▸ Data for the task:
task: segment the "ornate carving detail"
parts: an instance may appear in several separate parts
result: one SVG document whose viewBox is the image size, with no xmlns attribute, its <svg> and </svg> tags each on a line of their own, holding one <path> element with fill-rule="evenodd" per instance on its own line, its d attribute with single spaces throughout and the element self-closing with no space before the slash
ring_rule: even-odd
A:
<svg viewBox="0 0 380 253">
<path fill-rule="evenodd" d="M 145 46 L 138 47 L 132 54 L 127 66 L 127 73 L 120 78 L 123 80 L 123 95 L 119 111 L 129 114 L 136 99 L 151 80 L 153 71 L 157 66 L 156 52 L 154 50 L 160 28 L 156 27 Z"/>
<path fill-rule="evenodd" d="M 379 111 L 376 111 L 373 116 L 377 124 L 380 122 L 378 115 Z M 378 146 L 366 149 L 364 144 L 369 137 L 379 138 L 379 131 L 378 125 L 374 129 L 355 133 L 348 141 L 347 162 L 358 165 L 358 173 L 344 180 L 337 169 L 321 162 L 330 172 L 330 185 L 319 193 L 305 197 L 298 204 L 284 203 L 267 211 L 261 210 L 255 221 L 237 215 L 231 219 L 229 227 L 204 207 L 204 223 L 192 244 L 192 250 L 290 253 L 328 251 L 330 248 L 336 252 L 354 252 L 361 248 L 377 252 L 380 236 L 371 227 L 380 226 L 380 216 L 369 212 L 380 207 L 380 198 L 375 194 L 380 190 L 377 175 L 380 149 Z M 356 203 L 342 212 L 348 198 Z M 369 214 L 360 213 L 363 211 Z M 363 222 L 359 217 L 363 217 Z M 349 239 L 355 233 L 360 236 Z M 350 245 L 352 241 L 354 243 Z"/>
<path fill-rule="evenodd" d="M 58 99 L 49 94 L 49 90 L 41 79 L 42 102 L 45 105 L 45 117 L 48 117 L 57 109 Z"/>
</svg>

▸ Problem to work on:
Reproduce the material above, substituting "decorative relief ornament" for every occurrence of "ornate carving detail" and leaving everything else unchanged.

▸ Answer in full:
task: segment the "decorative relief ornament"
parts: an instance may appear in several separate parts
result: one SVG document whose viewBox is the image size, with no xmlns attribute, its <svg> and </svg> tags each on a line of their own, holding one <path> element with fill-rule="evenodd" per instance on its own line, its d attribute with single spaces throughout and the element self-closing with no space before the slash
ring_rule: even-odd
A:
<svg viewBox="0 0 380 253">
<path fill-rule="evenodd" d="M 145 46 L 138 47 L 132 54 L 127 66 L 127 73 L 120 78 L 123 80 L 123 95 L 119 111 L 129 114 L 136 99 L 151 80 L 153 71 L 157 66 L 156 52 L 154 50 L 160 28 L 156 27 Z"/>
<path fill-rule="evenodd" d="M 379 111 L 376 111 L 373 116 L 377 124 L 380 122 L 378 115 Z M 378 146 L 366 149 L 364 144 L 369 137 L 379 138 L 379 131 L 378 125 L 374 129 L 355 133 L 348 141 L 347 162 L 358 165 L 358 173 L 344 180 L 337 169 L 321 162 L 330 172 L 330 185 L 319 193 L 305 197 L 298 204 L 284 203 L 267 211 L 261 210 L 255 221 L 237 215 L 231 219 L 229 227 L 204 207 L 204 223 L 192 244 L 192 250 L 290 253 L 328 251 L 330 248 L 336 252 L 354 252 L 361 248 L 377 252 L 380 236 L 371 227 L 380 226 L 380 216 L 369 212 L 380 207 L 380 198 L 375 194 L 380 190 L 377 175 L 380 149 Z M 356 203 L 342 212 L 348 198 Z M 369 214 L 360 213 L 363 211 Z M 363 222 L 359 217 L 363 217 Z M 349 239 L 355 233 L 360 236 Z M 350 245 L 352 241 L 354 243 Z"/>
<path fill-rule="evenodd" d="M 58 99 L 49 94 L 49 90 L 41 79 L 42 102 L 45 105 L 45 117 L 48 117 L 57 109 Z"/>
</svg>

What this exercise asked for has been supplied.